EXCERPT TO READ
Pfizer will pay $229 in cash per Seagen share, a 32.7% premium to Friday's closing price. The offer is also a nearly 42% premium to the stock's close on Feb. 24, a day before the Wall Street Journal first reported on a possible deal.
Pfizer has hit the deals route in its quest to mitigate the impact from an anticipated $17 billion drop in revenue by 2030 due to patent expirations for top drugs and decline in demand for its COVID products.
"While Pfizer still has more firepower to do deals, we think integrating such a large company could make (Pfizer) take a pause on M&A front," Wells Fargo analyst Mohit Bansal said in a research note.
Washington-based Seagen is a pioneer of antibody-drug conjugates (ADCs), which work like "chemo guided missiles" designed for a targeted destructive effect and spare healthy cells.

MATERIAL PROVIDED
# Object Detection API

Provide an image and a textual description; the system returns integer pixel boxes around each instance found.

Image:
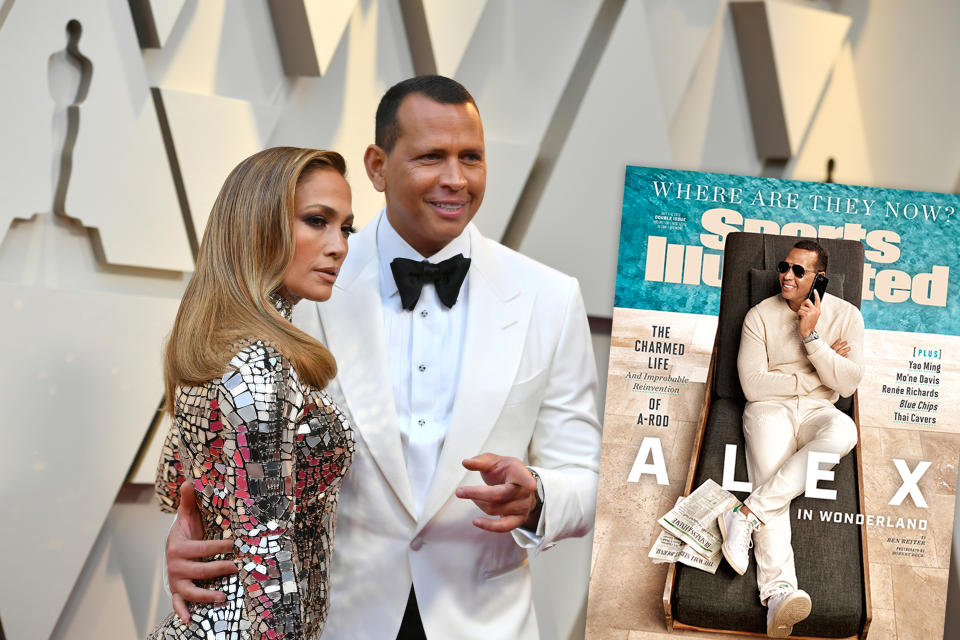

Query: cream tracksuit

---

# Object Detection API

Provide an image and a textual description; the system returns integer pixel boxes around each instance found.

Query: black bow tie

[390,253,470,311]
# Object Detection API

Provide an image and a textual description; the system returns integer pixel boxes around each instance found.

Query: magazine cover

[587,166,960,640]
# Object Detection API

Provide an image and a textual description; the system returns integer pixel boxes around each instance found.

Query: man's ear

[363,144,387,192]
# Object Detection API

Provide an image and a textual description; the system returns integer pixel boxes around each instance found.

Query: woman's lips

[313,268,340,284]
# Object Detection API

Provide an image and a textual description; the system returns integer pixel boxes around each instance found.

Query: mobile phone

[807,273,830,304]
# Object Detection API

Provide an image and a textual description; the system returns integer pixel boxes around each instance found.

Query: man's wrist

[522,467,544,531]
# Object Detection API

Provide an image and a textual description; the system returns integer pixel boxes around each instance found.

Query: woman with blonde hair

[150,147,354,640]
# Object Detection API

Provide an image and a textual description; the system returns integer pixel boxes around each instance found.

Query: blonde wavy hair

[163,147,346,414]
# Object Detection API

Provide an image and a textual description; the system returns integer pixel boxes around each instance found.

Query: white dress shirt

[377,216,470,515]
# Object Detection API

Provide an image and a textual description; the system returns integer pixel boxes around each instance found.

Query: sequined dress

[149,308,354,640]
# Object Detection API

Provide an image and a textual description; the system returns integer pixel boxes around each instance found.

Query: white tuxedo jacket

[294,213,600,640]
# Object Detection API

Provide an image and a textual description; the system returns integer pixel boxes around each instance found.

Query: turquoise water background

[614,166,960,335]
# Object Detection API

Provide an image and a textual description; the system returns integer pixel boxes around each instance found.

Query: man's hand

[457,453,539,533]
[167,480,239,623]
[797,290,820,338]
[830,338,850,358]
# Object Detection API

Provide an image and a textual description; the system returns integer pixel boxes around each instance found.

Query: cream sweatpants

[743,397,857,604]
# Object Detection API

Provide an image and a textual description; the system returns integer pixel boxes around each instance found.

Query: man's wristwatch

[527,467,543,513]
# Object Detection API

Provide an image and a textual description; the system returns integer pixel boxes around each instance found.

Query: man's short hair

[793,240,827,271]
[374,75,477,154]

WHAT YOU NEED TO DO
Continue the news excerpt about Pfizer's deal to buy Seagen, starting after its last sentence.

REPLY TO THE EXERCISE
Pfizer's portfolio of oncology therapies includes 24 approved drugs, including breast cancer treatment Ibrance.
The companies expect to complete the deal in late 2023 or early 2024.
The deal is unlikely to face major antitrust challenges as the companies do not have major overlapping products, Bansal said, but could still face some scrutiny due to its size.
Pfizer rival Merck & Co Inc (MRK.N) and Seagen were in advanced deal talks last year but that reportedly collapsed over fears of tough antitrust scrutiny.